Actions to take:
1) Please list every word or phrase that the passage on Feyerabend sets off in single quotation marks or square brackets.
2) Carry the passage on Feyerabend forward from its final sentence.

Text passage:
-------
Being, therefore, is pliable enough to be manipulated and transformed to make many realities that conform to different ways of living in the world. However, not all realities are possible. Being resists our attempts to live with it in certain ways and so not any entity can be declared as 'real' by mere stipulation. In Feyerabend's words,

 "I do not assert that any [form of life] will lead to a well-articulated and livable world. The material humans...face must be approached in the right way. It offers resistance; some constructions (some incipient cultures - cargo cults, for example) find no point of attack in it and simply collapse"

This leads Feyerabend to defend the disunity of the world thesis that was articulated by many members of the Stanford School. There are many realities that cannot be reduced to one common 'Reality' because they contain different entities and processes. This makes it possible that some realities contain gods while others are purely materialistic, although Feyerabend thought that materialistic worldviews were deficient in many unspecified ways.
-------
(Stored records)
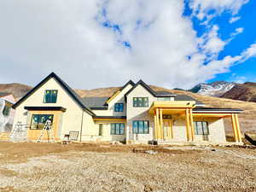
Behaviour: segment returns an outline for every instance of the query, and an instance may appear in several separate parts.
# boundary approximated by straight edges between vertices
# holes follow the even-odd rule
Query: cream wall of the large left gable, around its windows
[[[44,91],[45,90],[58,90],[56,103],[44,103]],[[82,108],[73,101],[72,97],[67,94],[60,84],[55,79],[49,79],[48,82],[43,84],[38,90],[36,90],[31,96],[26,98],[24,102],[16,108],[14,126],[17,122],[21,122],[23,125],[30,124],[28,112],[24,107],[62,107],[67,108],[67,111],[63,113],[62,122],[60,127],[60,137],[63,139],[65,134],[69,131],[80,131],[82,122]],[[91,118],[92,119],[92,118]]]

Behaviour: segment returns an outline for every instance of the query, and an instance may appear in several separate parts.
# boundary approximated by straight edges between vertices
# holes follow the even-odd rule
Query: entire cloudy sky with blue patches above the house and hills
[[[0,83],[256,81],[253,0],[1,0]]]

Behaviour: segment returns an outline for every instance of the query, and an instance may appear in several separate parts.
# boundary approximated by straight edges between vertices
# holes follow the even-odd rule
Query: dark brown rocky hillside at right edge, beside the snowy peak
[[[247,82],[244,84],[236,84],[221,97],[245,102],[256,102],[256,83]]]

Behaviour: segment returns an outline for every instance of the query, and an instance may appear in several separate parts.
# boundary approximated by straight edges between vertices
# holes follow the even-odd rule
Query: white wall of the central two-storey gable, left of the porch
[[[147,108],[133,108],[133,97],[148,97]],[[141,84],[131,91],[127,96],[127,140],[147,142],[152,140],[154,137],[154,116],[148,113],[152,102],[156,101],[157,98],[152,96],[148,90],[145,90]],[[149,134],[133,134],[132,132],[132,121],[133,120],[148,120],[149,121]]]

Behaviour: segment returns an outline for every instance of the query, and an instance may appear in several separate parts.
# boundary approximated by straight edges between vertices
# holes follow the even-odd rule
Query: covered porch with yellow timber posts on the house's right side
[[[195,128],[195,126],[197,126],[197,122],[206,123],[207,134],[209,134],[208,122],[217,122],[219,119],[230,118],[235,142],[238,144],[242,143],[237,115],[237,113],[241,113],[239,109],[195,108],[195,102],[193,101],[156,101],[149,108],[149,113],[154,115],[154,140],[159,142],[175,143],[177,142],[177,137],[180,137],[177,134],[181,134],[184,137],[183,140],[179,139],[179,142],[183,143],[198,143],[201,141],[207,143],[226,143],[224,124],[215,123],[214,127],[217,127],[217,129],[214,130],[213,124],[209,125],[212,129],[210,130],[212,134],[210,139],[208,135],[202,135],[201,140],[198,139],[198,133],[195,133],[195,131],[197,132],[197,127]],[[177,128],[178,119],[182,119],[180,124],[183,125],[184,133],[181,132],[182,125],[179,125],[180,127]],[[218,131],[224,137],[221,141],[218,141]]]

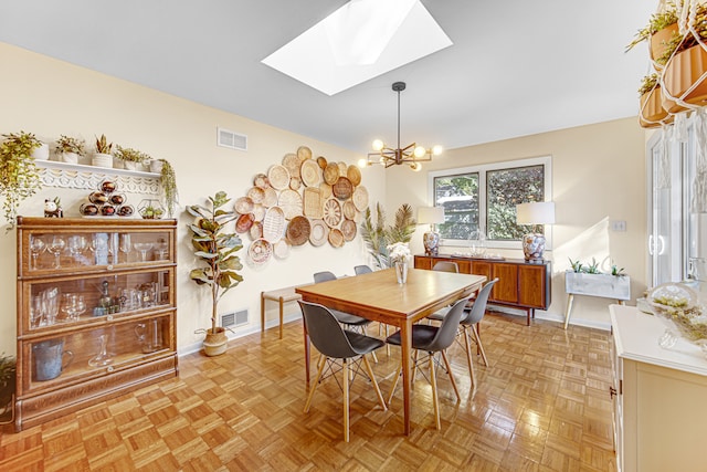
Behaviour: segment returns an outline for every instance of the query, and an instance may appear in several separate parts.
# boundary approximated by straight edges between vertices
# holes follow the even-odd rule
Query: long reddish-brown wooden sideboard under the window
[[[439,261],[456,262],[464,274],[498,277],[488,303],[525,310],[527,324],[536,310],[550,306],[550,262],[526,262],[517,259],[474,259],[452,255],[415,255],[415,269],[432,269]]]

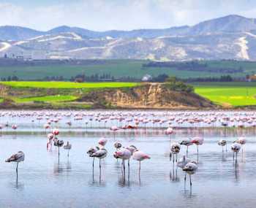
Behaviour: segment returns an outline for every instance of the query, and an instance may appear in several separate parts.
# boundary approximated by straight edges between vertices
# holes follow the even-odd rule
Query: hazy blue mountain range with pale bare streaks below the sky
[[[195,26],[133,31],[90,31],[59,26],[36,31],[0,26],[0,56],[77,59],[256,60],[256,19],[239,15]]]

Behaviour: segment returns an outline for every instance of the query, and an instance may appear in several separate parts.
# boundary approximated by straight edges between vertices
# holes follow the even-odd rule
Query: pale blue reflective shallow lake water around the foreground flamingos
[[[60,163],[55,147],[46,150],[45,121],[31,123],[31,118],[14,118],[16,131],[4,128],[0,137],[0,207],[254,207],[256,203],[256,128],[177,128],[171,140],[178,142],[191,136],[203,136],[205,142],[199,147],[197,172],[184,184],[184,172],[173,168],[169,160],[170,136],[165,128],[118,131],[115,135],[102,124],[92,123],[85,128],[82,122],[74,121],[70,128],[59,127],[59,139],[72,143],[69,158],[61,149]],[[71,120],[72,118],[70,118]],[[10,118],[1,118],[5,123]],[[115,123],[116,121],[113,121]],[[11,123],[11,122],[10,122]],[[113,125],[113,124],[111,124]],[[92,159],[86,155],[97,140],[108,139],[108,157],[102,161],[99,178],[99,161],[95,160],[94,177]],[[244,155],[238,154],[235,171],[230,145],[246,136]],[[217,145],[226,139],[227,152]],[[121,173],[121,161],[113,158],[113,142],[124,146],[135,145],[151,156],[142,161],[140,177],[138,162],[131,161],[128,178]],[[25,161],[18,166],[16,181],[15,164],[4,159],[18,150],[25,153]],[[181,148],[180,158],[186,153]],[[196,160],[196,147],[189,147],[189,158]]]

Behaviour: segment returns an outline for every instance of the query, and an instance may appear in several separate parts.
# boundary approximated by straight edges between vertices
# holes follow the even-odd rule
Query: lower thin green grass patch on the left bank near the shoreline
[[[75,96],[42,96],[42,97],[31,97],[31,98],[15,98],[13,99],[17,103],[25,103],[31,101],[42,101],[42,102],[64,102],[64,101],[74,101],[78,99]]]

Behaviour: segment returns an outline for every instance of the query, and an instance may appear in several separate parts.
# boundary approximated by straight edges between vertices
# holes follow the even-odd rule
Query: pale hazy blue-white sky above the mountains
[[[168,28],[230,14],[256,18],[256,0],[0,0],[0,26],[38,30]]]

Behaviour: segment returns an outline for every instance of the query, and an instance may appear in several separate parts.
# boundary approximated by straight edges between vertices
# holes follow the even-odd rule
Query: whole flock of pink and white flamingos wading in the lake
[[[84,126],[91,127],[96,123],[103,123],[104,128],[113,132],[113,146],[116,151],[112,154],[116,160],[121,160],[122,174],[126,173],[126,162],[129,172],[129,161],[133,159],[138,161],[139,177],[140,177],[140,163],[141,161],[150,159],[150,155],[139,150],[135,145],[129,145],[124,147],[121,142],[116,141],[116,131],[147,131],[150,128],[164,128],[165,134],[170,136],[170,161],[173,166],[181,168],[184,171],[184,181],[186,182],[187,174],[189,175],[190,187],[192,186],[192,174],[197,172],[199,161],[199,146],[203,145],[204,139],[201,136],[195,136],[188,139],[182,139],[180,142],[173,142],[172,135],[175,134],[177,128],[182,127],[218,127],[218,128],[246,128],[256,126],[256,113],[255,112],[0,112],[0,118],[5,119],[6,123],[0,126],[1,129],[12,128],[12,131],[17,131],[18,125],[11,121],[15,118],[27,118],[31,119],[31,123],[43,121],[45,122],[43,128],[48,131],[47,134],[47,150],[52,150],[55,146],[58,148],[58,155],[60,155],[60,148],[63,147],[67,150],[67,156],[69,157],[69,150],[72,149],[71,142],[66,142],[59,139],[59,128],[56,127],[61,120],[65,120],[65,125],[72,126],[73,122],[83,123]],[[116,125],[113,125],[116,124]],[[55,125],[55,126],[54,126]],[[102,128],[103,128],[102,126]],[[49,133],[50,132],[50,133]],[[106,150],[106,144],[108,139],[100,138],[95,147],[91,147],[87,150],[87,155],[92,158],[92,169],[94,169],[94,159],[99,160],[99,171],[101,170],[101,161],[107,157],[108,150]],[[240,150],[243,152],[243,145],[246,144],[245,137],[239,137],[231,145],[230,148],[233,151],[233,162],[237,166],[237,156]],[[189,146],[196,145],[197,147],[197,160],[191,160],[188,158]],[[222,147],[222,152],[227,151],[227,141],[221,139],[217,141],[217,145]],[[183,155],[178,158],[178,153],[181,151],[181,147],[186,148],[187,155]],[[18,151],[7,158],[6,162],[17,163],[16,174],[18,180],[18,163],[24,161],[25,154],[22,151]]]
-------
Answers given:
1)
- real
- form of life
- Reality

2)
Feyerabend's ideas about a 'conquest of abundance' were first voiced in Farewell to Reason, and the writings of the late 1980s and early 1990s experiment with different ways of expressing the idea, including many of the articles and essays published as part two of Conquest of Abundance. A new theme of this later work is the ineffability of Being, which Feyerabend developed with reference to the work of the Christian mystic, Pseudo-Dionysius the Areopagite. The remarks on ineffability in Conquest of Abundance are too unsystematic to definitively interpret.

===Philosophy of mind===
====Eliminative materialism====
Along with a number of mid-20th century philosophers (most notably, Wilfrid Sellars, Willard Van Orman Quine, and Richard Rorty), Feyerabend was influential in the development of eliminative materialism, a radical position in the philosophy of mind. On some definitions, eliminative materialism holds that all that exists are material processes and, therefore, our ordinary, common-sense understanding of the mind ("folk psychology") is false. It is described by a modern proponent, Paul Churchland, as follows:

 "Eliminative materialism is the thesis that our commonsense conception of psychological phenomena constitutes a radically false theory, a theory so fundamentally defective that both the principles and the ontology of that theory will eventually be displaced, rather than smoothly reduced, by completed neuroscience."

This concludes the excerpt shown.